*WRITTEN TASKS:*
1) In the article about the Nigerian preacher, at what age does Helen Ukpabio say she was rescued from a cult?
2) Write the next few sentences of the article about the Nigerian preacher, picking up after its final sentence.

*TEXT SHOWN:*
The Home Secretary Theresa May is being urged to step in to
prevent a Nigerian “witch hunter” returning to the UK after she flew in to
preach to congregations in London.
“Lady Apostle” Helen Ukpabio, founder of the controversial
Liberty Foundation Gospel Ministries, is believed to still be in the capital after
addressing three gatherings last week.
The born-again Christian Pentecostal preacher claims to have
been betrothed to Satan as a teenager before being rescued from a cult at the
age of 17. She now specialises in liberating captives in “deliverance sessions”
that critics claim are little more than crude exorcisms.
Among her advice to parents is the suggestion: “If a child
under the age of two screams in the night, cries and is always feverish with
deteriorating health, he or she is a servant of Satan.”
Campaigners say such beliefs, prevalent in some parts of the
developing world, can put children’s safety at risk. They have written to Ms
May to urge that the pastor be banned from the UK after the current tour.
In the letter, the Witchcraft and Human Rights Information
Network (WHRIN), the Bar Human Rights Committee of England and Wales and the
International Humanist and Ethical Union (IHEU) cite the cases of Victoria
Climbié and Kristy Bamu as examples where witchcraft beliefs played a role in
the  horrific torture and murder of
children.

*Saved entries:*
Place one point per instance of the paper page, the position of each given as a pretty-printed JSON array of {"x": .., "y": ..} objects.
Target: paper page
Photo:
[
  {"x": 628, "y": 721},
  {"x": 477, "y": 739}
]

---

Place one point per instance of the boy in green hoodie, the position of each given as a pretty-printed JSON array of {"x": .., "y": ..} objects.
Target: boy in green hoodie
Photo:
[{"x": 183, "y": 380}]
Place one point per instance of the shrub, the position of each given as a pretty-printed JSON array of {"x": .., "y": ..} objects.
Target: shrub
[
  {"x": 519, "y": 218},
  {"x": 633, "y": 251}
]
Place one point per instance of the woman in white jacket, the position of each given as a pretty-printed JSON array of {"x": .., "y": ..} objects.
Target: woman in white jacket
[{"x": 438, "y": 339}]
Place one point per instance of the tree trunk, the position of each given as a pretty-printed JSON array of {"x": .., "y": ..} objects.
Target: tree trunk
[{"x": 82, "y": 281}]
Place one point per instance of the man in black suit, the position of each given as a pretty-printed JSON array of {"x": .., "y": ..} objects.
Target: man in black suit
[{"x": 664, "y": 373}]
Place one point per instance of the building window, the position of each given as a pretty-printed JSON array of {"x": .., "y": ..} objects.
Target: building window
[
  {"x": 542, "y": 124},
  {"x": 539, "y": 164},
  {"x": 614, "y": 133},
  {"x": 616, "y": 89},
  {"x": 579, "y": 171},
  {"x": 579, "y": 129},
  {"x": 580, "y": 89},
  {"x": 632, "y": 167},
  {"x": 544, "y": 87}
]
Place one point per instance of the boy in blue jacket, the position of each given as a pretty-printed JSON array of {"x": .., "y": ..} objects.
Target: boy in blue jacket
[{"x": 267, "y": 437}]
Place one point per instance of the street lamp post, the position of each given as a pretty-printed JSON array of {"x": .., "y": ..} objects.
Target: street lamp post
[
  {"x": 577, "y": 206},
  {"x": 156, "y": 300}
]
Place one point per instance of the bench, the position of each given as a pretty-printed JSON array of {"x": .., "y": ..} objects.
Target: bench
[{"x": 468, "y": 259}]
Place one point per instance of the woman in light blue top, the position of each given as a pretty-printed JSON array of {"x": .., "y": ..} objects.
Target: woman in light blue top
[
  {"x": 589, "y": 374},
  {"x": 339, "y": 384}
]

*TASK RESULTS:*
1) At the age of 17.

2)
“Whilst the Government has moved swiftly to block entry to
the UK for Islamic preachers whose presence is considered as harmful to the
public good, there have been no cases of Christian pastors facing such
measures,” the letter said. Ms Ukpabio cancelled her first service in
south-east London last week after the location was leaked. She is understood to
have made three other appearances, including one at a private home.
Around a dozen people attended each event which offered help
to those “under attack” from witchcraft, ancestral or “mermaid” spirits.
Bob Churchill, of the IHEU, said: “It is important that the
UK authorities send a message to the world that branding children, or anyone,
as a witch is beyond the pale.”
Ms Ukpabio founded the church in 1992 in Calabar, Nigeria.
It now claims to have 150 branches worldwide.

Gary Foxcroft, of the WHRIN, who has worked extensively in
documenting examples of witchcraft abuse, said Ms Ukpabio was one of a number
of preachers who regularly travelled to the UK. “The fundamental problem is
that churches need to be regulated. Anyone can set up a church tomorrow in
their own garden shed with no commitment to child protection or making their
accounts transparent or any theological training.”